- _WHAT YOU NEED TO DO_:
Return each line of the data below unchanged, please.

- _Items listed in a dataset_:

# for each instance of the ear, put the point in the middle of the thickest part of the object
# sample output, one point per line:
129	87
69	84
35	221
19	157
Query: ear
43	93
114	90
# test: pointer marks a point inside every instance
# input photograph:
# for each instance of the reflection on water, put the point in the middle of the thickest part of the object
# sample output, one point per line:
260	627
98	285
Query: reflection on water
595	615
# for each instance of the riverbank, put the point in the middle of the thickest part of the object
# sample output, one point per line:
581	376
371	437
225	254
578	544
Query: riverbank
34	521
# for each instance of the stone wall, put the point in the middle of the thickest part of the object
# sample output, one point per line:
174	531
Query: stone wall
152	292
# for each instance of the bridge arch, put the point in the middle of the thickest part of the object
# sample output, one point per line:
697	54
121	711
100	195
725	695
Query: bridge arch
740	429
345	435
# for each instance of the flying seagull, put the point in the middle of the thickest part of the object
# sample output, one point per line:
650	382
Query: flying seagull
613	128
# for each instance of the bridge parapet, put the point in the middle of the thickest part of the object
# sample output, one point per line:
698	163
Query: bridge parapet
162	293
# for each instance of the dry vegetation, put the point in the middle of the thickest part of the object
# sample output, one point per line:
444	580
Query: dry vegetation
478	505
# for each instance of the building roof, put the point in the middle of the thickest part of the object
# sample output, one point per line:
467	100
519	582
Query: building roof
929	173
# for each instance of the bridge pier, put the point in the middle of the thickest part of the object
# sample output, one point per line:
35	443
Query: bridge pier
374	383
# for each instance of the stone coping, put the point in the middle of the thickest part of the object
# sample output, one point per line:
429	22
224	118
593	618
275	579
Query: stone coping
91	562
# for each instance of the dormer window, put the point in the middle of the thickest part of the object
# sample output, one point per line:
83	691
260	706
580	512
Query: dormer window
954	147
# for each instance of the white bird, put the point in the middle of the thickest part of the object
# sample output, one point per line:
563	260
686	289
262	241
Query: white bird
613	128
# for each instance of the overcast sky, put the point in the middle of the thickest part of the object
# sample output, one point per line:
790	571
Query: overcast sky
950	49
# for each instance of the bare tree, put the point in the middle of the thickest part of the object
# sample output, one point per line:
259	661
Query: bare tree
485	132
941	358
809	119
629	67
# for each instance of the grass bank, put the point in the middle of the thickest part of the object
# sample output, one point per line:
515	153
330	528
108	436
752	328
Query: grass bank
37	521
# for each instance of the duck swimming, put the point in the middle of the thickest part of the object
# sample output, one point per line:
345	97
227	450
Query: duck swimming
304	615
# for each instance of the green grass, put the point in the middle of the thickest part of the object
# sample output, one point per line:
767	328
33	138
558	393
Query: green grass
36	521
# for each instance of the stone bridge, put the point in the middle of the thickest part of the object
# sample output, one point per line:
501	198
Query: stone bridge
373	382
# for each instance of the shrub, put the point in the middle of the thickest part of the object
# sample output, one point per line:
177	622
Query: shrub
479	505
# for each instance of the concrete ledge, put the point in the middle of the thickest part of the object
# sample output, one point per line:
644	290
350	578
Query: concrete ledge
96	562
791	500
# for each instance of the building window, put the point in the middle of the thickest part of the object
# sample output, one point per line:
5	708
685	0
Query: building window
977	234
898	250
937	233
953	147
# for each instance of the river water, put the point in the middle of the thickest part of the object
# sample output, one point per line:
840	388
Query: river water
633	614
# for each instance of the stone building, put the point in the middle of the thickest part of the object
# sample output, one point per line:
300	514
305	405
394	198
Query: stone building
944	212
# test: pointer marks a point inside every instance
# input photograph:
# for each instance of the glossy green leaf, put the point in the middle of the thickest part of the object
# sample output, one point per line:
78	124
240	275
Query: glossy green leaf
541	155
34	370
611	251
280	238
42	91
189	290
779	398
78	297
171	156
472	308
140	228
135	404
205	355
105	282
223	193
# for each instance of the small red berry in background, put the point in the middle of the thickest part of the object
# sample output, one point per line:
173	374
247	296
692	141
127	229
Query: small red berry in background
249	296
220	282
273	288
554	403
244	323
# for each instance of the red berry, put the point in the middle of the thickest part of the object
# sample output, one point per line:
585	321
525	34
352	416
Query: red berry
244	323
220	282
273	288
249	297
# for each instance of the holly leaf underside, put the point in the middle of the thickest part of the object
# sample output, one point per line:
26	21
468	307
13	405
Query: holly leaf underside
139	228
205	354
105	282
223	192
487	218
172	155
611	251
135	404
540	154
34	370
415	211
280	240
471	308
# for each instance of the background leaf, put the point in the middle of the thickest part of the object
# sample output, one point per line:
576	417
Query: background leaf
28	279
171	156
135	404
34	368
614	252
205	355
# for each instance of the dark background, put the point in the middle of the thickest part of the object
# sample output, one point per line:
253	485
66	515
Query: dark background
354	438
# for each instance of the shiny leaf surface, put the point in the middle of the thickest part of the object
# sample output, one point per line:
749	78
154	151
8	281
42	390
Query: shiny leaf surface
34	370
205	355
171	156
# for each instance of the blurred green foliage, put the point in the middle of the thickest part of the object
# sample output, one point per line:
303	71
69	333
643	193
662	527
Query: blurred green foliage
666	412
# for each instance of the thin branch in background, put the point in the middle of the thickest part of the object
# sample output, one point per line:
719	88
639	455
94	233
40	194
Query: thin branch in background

- _TASK SOLUTION_:
# for each instance of the ear, put the point in the middle of the thickest part of the object
# sample output, one point per line:
129	87
69	84
35	221
19	157
Query: ear
43	93
114	90
# test: pointer marks a point inside every instance
# input photograph:
# for each instance of the reflection on water, put the point in the middle of the thickest part of the object
# sample output, one point per line:
260	627
98	285
Query: reflection on water
595	615
# for each instance of the riverbank, put the point in the middle of the thickest part of the object
# sample output, one point per line:
581	376
371	437
225	254
578	544
Query: riverbank
34	521
# for each instance of the stone wall, put the point in the middle of the thickest part of the object
# sample output, one point per line:
174	531
Query: stone wall
152	292
# for each instance of the bridge arch, put the point in the middle of the thickest part of the object
# sample output, one point per line:
697	54
121	711
100	195
725	695
Query: bridge arch
740	429
345	435
# for each instance of the flying seagull, put the point in the middle of the thickest part of the object
# sample output, one point per line:
650	382
Query: flying seagull
613	128
# for each instance of the bridge parapet, put the point in the middle of the thickest part of the object
# sample output, one point per line:
698	163
Query: bridge parapet
162	293
# for each instance of the dry vegetation, put the point in the middle of the thickest part of the object
# sample output, one point per line:
444	580
Query: dry vegetation
478	505
# for each instance of the building roof, put the point in the middle of the thickest part of the object
# sample output, one point per line:
467	100
519	582
Query: building roof
929	173
# for each instance of the bridge pier, put the point in the middle of the thickest part of the object
# sample output, one point per line:
35	443
Query: bridge pier
374	383
# for each instance of the stone coping, put the point in the middle of the thickest part of the object
# sample output, one point per line:
429	22
224	118
593	618
275	579
Query: stone coping
91	562
# for each instance of the dormer window, put the point in the middle of the thickest part of the object
# sample output, one point per line:
83	691
260	706
580	512
Query: dormer window
954	147
# for each instance of the white bird, put the point in the middle of the thickest part of the object
# sample output, one point per line:
563	260
686	289
262	241
Query: white bird
613	128
# for each instance of the overcast sky, put the point in the middle of the thickest part of the object
# sample output, one point per line:
790	571
Query: overcast sky
950	49
# for each instance of the bare tree, put the point in the middle of the thickest part of the object
# sample output, one point per line:
259	661
Query: bare tree
485	132
941	358
809	119
629	67
# for each instance of the grass bank, put the point in the middle of the thickest part of the object
# sample output, one point per line:
515	153
330	528
108	436
752	328
Query: grass bank
37	521
# for each instance of the duck swimming, put the point in the middle of the thickest part of the object
# sample output, one point per line:
345	97
227	450
Query: duck swimming
304	615
# for each instance of the green grass, put the point in the middle of the thickest part of the object
# sample output, one point per line:
767	328
33	138
558	393
Query: green grass
36	521
# for each instance of the stone bridge, put the point in the middle of the thickest part of the object
# sample output, one point per line:
501	198
Query: stone bridge
373	382
# for each instance of the shrub, put the point in the middle of the thickest part of the object
# sample output, one point per line:
177	622
Query: shrub
479	505
# for each instance of the concrete ledge, put the point in the middle of the thickest part of the object
# sample output, one point per line:
644	290
350	578
Query: concrete ledge
96	562
791	500
# for each instance of the building window, put the point in the middle of the thickest part of the object
# sample output, one point per line:
5	708
685	0
Query: building window
977	234
898	250
937	233
953	147
# for each instance of the river water, put the point in the middle of the thickest part of the object
# sample output, one point per line:
840	388
Query: river water
633	614
# for each instance of the stone building, put the point in the middle of the thickest part of the object
# sample output, one point per line:
300	514
305	405
394	198
Query: stone building
944	212
# test: pointer marks a point inside every instance
# input photograph:
# for each instance of the glossy green leaf, put the point in the middle of the thickest part of the object
# sample output, one point per line:
78	124
240	275
Query: glossy green leaf
541	155
34	370
611	251
280	238
42	91
189	290
779	398
78	297
171	156
472	308
140	228
135	404
205	355
105	282
223	193
# for each instance of the small red berry in background, put the point in the middle of the thickest part of the object
# sample output, one point per line:
173	374
247	296
692	141
127	229
Query: small red berry in background
249	296
220	282
273	288
554	403
244	323
# for each instance of the red berry, put the point in the middle of the thickest part of the object
# sample output, one point per line:
585	321
525	34
352	416
Query: red berry
244	323
220	282
273	288
249	297
# for each instance of the holly leaf underside, put the point in the middle of the thickest part of the object
# sample output, one point per line:
26	21
468	307
13	405
Query: holly leaf underside
139	228
205	354
105	282
223	192
487	218
172	155
611	251
135	404
540	154
34	370
415	211
280	240
471	308
# for each instance of the background leaf, put the point in the middle of the thickest part of the object
# sample output, one point per line:
576	417
Query: background leaf
28	279
171	156
135	404
34	368
614	252
205	355
# for each instance of the dark background, put the point in the middle of the thickest part of the object
# sample output, one point per line:
253	485
66	515
Query: dark background
354	438
# for each instance of the shiny leaf surface, put the point in the middle of the thickest part of the object
# sample output, one point per line:
749	78
154	151
8	281
42	390
Query: shiny leaf surface
34	370
205	355
171	156
# for each instance of the blurred green foliage, put the point in the middle of the thickest part of the object
# sample output, one point per line:
303	71
69	333
643	193
662	527
Query: blurred green foliage
666	412
# for each instance of the thin branch in background, put the point in the middle of the thickest part of the object
# sample output, one point per line:
719	88
639	455
94	233
40	194
Query: thin branch in background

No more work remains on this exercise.